**Given exercise:** From the article on the Pentagon's UFO files, write out word for word the passage starting at "The disclosure effort" and ending at "delivering definitive answers.".

**Quoted passage:**
The Pentagon widened its public UFO archive on Friday with more than 50 newly declassified videos and documents, adding a fresh layer to a rolling release that is designed to make once-secret UAP records available without a clearance. The new tranche was posted as part of PURSUE, the Presidential Unsealing and Reporting System for UAP Encounters, a federal effort that now spans the White House, the Office of the Director of National Intelligence, the Department of Energy, NASA, the FBI, the Pentagon and the All-domain Anomaly Resolution Office.

The release builds on the first batch, which came out on May 8 and included 162 declassified files dating back to the late 1940s. Pentagon officials said the material had already been reviewed for security reasons before publication, but many records have not yet been fully analyzed for possible explanations. The files are being posted at war.gov/ufo, and officials said more material will continue to roll out over time.

AI-generated illustration
AI-generated illustration

The disclosure effort is also a political signal. Congress created AARO in 2022 and pushed for more reporting and archival review after years of pressure for greater transparency around unidentified anomalous phenomena. AARO has said it has found no evidence that the incidents are extraterrestrial, even as many cases remain unresolved. That leaves the government in a familiar position: it is opening the vault, but not yet delivering definitive answers.

Among the newly released items were an April 2024 Coast Guard infrared video showing an object near a plane over the Southeastern United States and a 2021 Syria clip labeled “Syrian UAP instant acceleration.” The broader release appears to reinforce a pattern seen in other military-linked sightings, with many reports clustered around active operations and the bulk of them coming from military pilots. That gives the public more raw evidence to examine, but it does not close the gap between mystery and explanation. For now, the administration’s declassification push is producing a larger public record, while the central question remains the same: what, exactly, was seen in the sky?

**Information shown:**

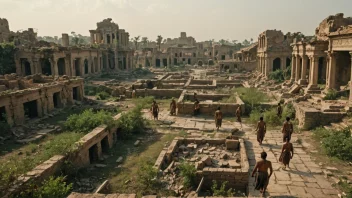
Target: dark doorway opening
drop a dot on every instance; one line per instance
(78, 67)
(61, 66)
(105, 145)
(288, 62)
(2, 114)
(93, 154)
(30, 109)
(276, 64)
(321, 71)
(157, 62)
(165, 62)
(27, 68)
(57, 100)
(46, 66)
(75, 93)
(86, 69)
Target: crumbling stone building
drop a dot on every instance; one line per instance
(35, 96)
(274, 51)
(108, 34)
(244, 59)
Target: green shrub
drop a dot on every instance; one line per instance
(131, 123)
(221, 191)
(188, 172)
(339, 144)
(88, 120)
(331, 95)
(53, 187)
(103, 95)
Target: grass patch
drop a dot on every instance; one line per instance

**Finished answer:**
The disclosure effort is also a political signal. Congress created AARO in 2022 and pushed for more reporting and archival review after years of pressure for greater transparency around unidentified anomalous phenomena. AARO has said it has found no evidence that the incidents are extraterrestrial, even as many cases remain unresolved. That leaves the government in a familiar position: it is opening the vault, but not yet delivering definitive answers.